Stored data
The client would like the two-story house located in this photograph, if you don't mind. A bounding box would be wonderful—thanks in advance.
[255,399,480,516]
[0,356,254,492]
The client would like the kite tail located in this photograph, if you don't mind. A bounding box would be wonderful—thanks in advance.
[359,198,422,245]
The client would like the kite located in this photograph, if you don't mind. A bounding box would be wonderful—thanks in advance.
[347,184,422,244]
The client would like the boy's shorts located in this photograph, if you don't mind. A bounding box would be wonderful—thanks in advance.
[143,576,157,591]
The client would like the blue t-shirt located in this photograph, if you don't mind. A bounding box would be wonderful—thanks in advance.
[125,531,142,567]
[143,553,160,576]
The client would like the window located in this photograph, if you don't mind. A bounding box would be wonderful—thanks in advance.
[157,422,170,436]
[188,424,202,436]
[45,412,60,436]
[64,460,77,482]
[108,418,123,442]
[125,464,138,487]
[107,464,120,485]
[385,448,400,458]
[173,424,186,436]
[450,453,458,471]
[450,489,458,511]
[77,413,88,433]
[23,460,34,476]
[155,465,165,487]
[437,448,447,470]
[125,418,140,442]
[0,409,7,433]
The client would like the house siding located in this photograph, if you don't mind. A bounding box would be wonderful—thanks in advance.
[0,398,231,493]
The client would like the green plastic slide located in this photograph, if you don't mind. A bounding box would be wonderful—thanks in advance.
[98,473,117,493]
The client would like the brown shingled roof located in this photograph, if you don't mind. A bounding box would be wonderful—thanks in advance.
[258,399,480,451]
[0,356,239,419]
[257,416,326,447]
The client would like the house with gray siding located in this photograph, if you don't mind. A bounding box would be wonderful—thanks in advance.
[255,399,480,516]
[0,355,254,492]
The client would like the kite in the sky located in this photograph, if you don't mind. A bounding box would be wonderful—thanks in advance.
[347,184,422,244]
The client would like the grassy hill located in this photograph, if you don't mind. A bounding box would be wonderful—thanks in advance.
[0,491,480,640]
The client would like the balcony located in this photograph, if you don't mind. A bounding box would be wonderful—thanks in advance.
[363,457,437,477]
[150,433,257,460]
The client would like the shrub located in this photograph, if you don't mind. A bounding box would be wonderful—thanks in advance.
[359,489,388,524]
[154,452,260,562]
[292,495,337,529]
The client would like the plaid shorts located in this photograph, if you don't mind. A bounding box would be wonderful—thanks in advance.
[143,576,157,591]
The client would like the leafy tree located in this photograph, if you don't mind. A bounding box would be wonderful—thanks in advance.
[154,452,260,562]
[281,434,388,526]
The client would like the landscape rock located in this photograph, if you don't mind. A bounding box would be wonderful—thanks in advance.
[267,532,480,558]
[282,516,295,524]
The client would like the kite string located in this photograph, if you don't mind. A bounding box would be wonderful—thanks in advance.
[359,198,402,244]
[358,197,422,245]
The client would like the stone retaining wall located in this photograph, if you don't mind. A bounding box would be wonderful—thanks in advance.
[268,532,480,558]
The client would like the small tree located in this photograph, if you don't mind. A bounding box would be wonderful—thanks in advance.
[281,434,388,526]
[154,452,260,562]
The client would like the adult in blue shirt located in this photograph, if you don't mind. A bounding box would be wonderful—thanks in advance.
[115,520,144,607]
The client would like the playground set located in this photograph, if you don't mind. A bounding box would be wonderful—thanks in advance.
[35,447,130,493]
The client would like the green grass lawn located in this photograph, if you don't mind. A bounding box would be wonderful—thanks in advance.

## WORK TO BE COMPLETED
Turn all the records above into a numbered list, one line per item, and drop any blank lines.

## SOLUTION BELOW
1. The client would like the two-story house located in this photograph, if you don't mind. A bounding box would be wonderful—thanks in advance.
2. [255,399,480,516]
3. [0,356,254,492]
4. The client would like the kite tail located in this photograph, if you don't mind. A bounding box would be wonderful—thanks in advance.
5. [359,198,422,245]
6. The client would like the kite located in this photograph, if you don't mind. A bounding box would be wonderful—thanks in advance.
7. [347,184,422,244]
8. The client would like the boy's shorts located in this photograph, if you don't mind. A bounding box would be wonderful—thanks in advance.
9. [143,576,157,591]
10. The client would like the blue t-shirt located in this photograph, if you don't mind. A bounding box would be wonderful—thanks in advance.
11. [125,531,142,567]
12. [143,553,160,576]
13. The client would like the window located in this photograph, if you don't mind. A bounding box would be wonderful—thanks in advance.
14. [157,422,170,436]
15. [188,424,202,436]
16. [45,412,60,436]
17. [64,460,77,482]
18. [108,418,123,442]
19. [125,464,138,487]
20. [107,464,120,485]
21. [385,448,400,458]
22. [173,424,186,436]
23. [450,453,458,471]
24. [450,489,458,511]
25. [77,413,88,433]
26. [23,460,34,476]
27. [155,465,165,487]
28. [437,448,447,470]
29. [125,418,140,442]
30. [0,409,7,433]
31. The client would like the house siding located in this photograph, if you don't mind. A bounding box would be wonderful—thanks in advance.
32. [0,398,231,493]
33. The client would like the green plastic slide located in this photograph, if you don't mind. A bounding box would be wonderful—thanks in advance.
34. [98,473,117,493]
35. The client would like the brown shingled roof located in this photograph, if you don't mind. A bounding box would be wonderful—thanks in advance.
36. [258,399,480,451]
37. [0,356,239,419]
38. [257,416,326,447]
39. The client would like the house with gray siding located in this photograph, if you don't mind. A bounding box would be wonderful—thanks in advance.
40. [255,399,480,516]
41. [0,355,254,492]
42. The client would like the kite in the sky located in this photograph, if you don't mind. A bounding box would be wonderful—thanks in advance.
43. [347,184,422,244]
44. The client would like the grassy hill located in this photograph, if you don't mind. A bounding box would be wonderful—thanks in advance.
45. [0,491,480,640]
46. The client would like the balcony located in this photograph, if you don't mind. A bounding box would be wonderful—thanks in advance.
47. [363,457,437,477]
48. [150,433,257,460]
49. The client would like the shrub located in this photograph, if you don't mind. A bounding box would be wonderful—thanks in advance.
50. [359,489,388,524]
51. [154,452,260,562]
52. [292,495,337,529]
53. The client would like the plaid shorts located in this photograph, if you don't mind. A bounding box would be wonderful—thanks in advance.
54. [143,576,157,591]
55. The client would like the leafy tree located in this photograph, if you don't mind. A bounding box would be wonderful—thanks in advance.
56. [154,452,260,562]
57. [281,434,388,526]
58. The client would like the landscape rock located in this photograph, if you don't mind. A bounding box would be wonderful—thanks in advance.
59. [267,532,480,558]
60. [282,516,295,524]
61. The client would like the kite string located in this photograph, if you don't mind. A bounding box would be wonderful—thanks in advance.
62. [359,198,402,244]
63. [358,197,422,245]
64. The client would like the stone retaining wall located in this photograph, if you don't mind. A bounding box would be wonderful—thanks in advance.
65. [268,532,480,558]
66. The client would like the small tree located in this photograph, if you don't mind. A bounding box would be wonderful—thanks in advance.
67. [281,434,388,526]
68. [154,452,260,562]
69. The client would like the adult in blue shirt located in this photograph, if you don't mind. A bounding box would be wonderful—thanks in advance.
70. [115,520,144,607]
71. The client would like the playground set located in this photograph, if you don't mind. A bounding box would be wonderful—thanks in advance.
72. [35,447,130,493]
73. The client would like the green grass lawn located in this photograph, if you don't mind. A bounding box would be wonderful—thanks in advance.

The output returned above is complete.